#### The exercise
Recast the lines from the one containing "Batch job #47 — class: afa" through the last line, inclusive, as a Markdown table with the columns No. and Line, one numbered row per line and blank lines omitted.

(Stored items from a collection)

-- -- --

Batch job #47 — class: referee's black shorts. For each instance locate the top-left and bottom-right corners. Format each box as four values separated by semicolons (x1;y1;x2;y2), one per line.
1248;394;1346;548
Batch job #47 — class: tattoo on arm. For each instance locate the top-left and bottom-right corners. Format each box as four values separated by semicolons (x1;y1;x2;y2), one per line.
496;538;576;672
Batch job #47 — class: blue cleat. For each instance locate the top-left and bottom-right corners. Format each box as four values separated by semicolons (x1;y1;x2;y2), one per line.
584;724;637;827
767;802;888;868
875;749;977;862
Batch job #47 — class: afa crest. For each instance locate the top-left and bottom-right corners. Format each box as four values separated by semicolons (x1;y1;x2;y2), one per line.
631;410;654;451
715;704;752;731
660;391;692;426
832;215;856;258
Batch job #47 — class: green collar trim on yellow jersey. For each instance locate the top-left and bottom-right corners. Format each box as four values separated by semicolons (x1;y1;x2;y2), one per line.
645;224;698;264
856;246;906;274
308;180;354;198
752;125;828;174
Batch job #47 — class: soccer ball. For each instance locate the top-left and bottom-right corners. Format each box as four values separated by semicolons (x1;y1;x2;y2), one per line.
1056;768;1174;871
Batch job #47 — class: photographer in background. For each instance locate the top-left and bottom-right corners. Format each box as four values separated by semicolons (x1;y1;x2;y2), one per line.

-- -- --

#### Exercise solution
| No. | Line |
|---|---|
| 1 | Batch job #47 — class: afa crest. For each instance locate the top-left and bottom-right corners. Format each box as four values separated by semicolons (x1;y1;x2;y2), one per line. |
| 2 | 631;410;654;451 |
| 3 | 715;704;752;731 |
| 4 | 660;391;692;426 |
| 5 | 832;215;856;258 |
| 6 | Batch job #47 — class: green collar trim on yellow jersey. For each instance locate the top-left and bottom-right corners. Format each box as four values separated by semicolons (x1;y1;x2;y2), one per line. |
| 7 | 645;224;698;264 |
| 8 | 856;246;906;274 |
| 9 | 308;180;354;198 |
| 10 | 752;125;828;174 |
| 11 | Batch job #47 — class: soccer ball. For each instance locate the top-left and bottom-right corners. Format each box as four values separated by semicolons (x1;y1;x2;y2), one per line. |
| 12 | 1056;768;1174;871 |
| 13 | Batch job #47 — class: photographer in background. For each instance locate the top-left and bottom-right corners. Format each box as four values separated by semicolons (x1;y1;x2;y2), one per line. |